As an example, biblical leading is more like living in a democracy than in a despotic or communist regime. In the latter two cases, the state plans a person’s life and leads them by a very visible method. The person’s own choices are very restricted.

In contrast, in a democracy a person has freedom to choose within the broad confines of the law to make individual life choices. Despite the uncertainty, they can have faith that there is a generally healthy societal structure to support them.

Further, the personal character that is formed by the culture in a democracy encourages self-determination and responsibility. This process of self- itself matures the individual and their ability to make even better life choices.

A person on the outside sees the results of the culture encouraging self-determination and responsibility but they do not see their individual’s method.

So it is also in seeing the results of faith.

To summarize, God’s leading in scripture is by His word applied in faith and freedom (individual choice). By this method of knowing the Bible, applied in faith and freedom, we learn to make better choices in life. Over time we then develop a pure and fruitful individual character (this is His leading). His leading is only observed by the results of the Spirit maturing us.


  • Benefits of freedom in Christ – We have noted in these chapters on the Christian life that we have great freedom as Christians as follows:
    • We can live our lives in faith to serve God as we believe best within broad confines of His commandments in the epistles. All that we do should be by faith (Romans 14:23).
    • We are free to use whatever is available to us in this world filtered through prayer and God’s word (1 Timothy 4:4-5).
    • We should not condemn ourselves for what we choose to do in faith (Romans 14:22).
  • The problem of legalism (Colossians 2:16-23) – Oxford defines legalism in theology as Dependence on moral law rather than on personal religious faith.’ Although extra laws added to scripture such as: do not drink, do not smoke, go to parties etc. that are not in scripture, may sound holy but have several problems.

════════

■ Work instructions:
1. How would you put this sentence from the passage on biblical leading into Spanish: "In the latter two cases, the state plans a person’s life and leads them by a very visible method."
2. Could you carry on the passage on biblical leading from the point where it stops?
You won't need the rows for any of this.

■ Material supplied:
════════

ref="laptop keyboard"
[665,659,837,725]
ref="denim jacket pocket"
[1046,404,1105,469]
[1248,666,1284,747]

════════

■ Answers provided:
1. En los dos últimos casos, el Estado planifica la vida de una persona y la guía mediante un método muy visible.

2.
    • They are superficial in nature and do not produce true righteousness.
    • They teach lies about God regarding the things over which He really is concerned.
    • They limit faith because a person is following a set of rules.
    • They limit joy as we do not produce the fruit of the Spirit in our life through faith.
    • They produce an overconfident self-righteousness, which is false.
    • For those outside the body of Christ, they often recognize the hypocritical nature of the legalism because such Christians may not demonstrate true love or purity. Further, instead of enhancing the gospel to those outside it may the extra rules may make Christianity seem unappealing and restrictive.
  • Interaction between legalism and freedom (Romans 14; 1 Corinthians 8, 10) – Romans 14:1-6). They do this typically because they are not yet mature believers and do not yet understand the full measure of freedom available in the scriptures (Romans 14:1-6).

              Consequently, the mature believer who flaunts their freedom before the younger believer potentially may cause them to stumble in their faith.

              An example might be for a Christian who realizes they can drink without getting drunk should not consume alcohol before believer who thinks that this is wrong so as not to discourage them in their faith. Therefore, despite our freedom, our priority as Christians is to strengthen and to love one another in a giving way and so voluntarily limit our freedom when necessary to help the young believer (Romans 14:13-21).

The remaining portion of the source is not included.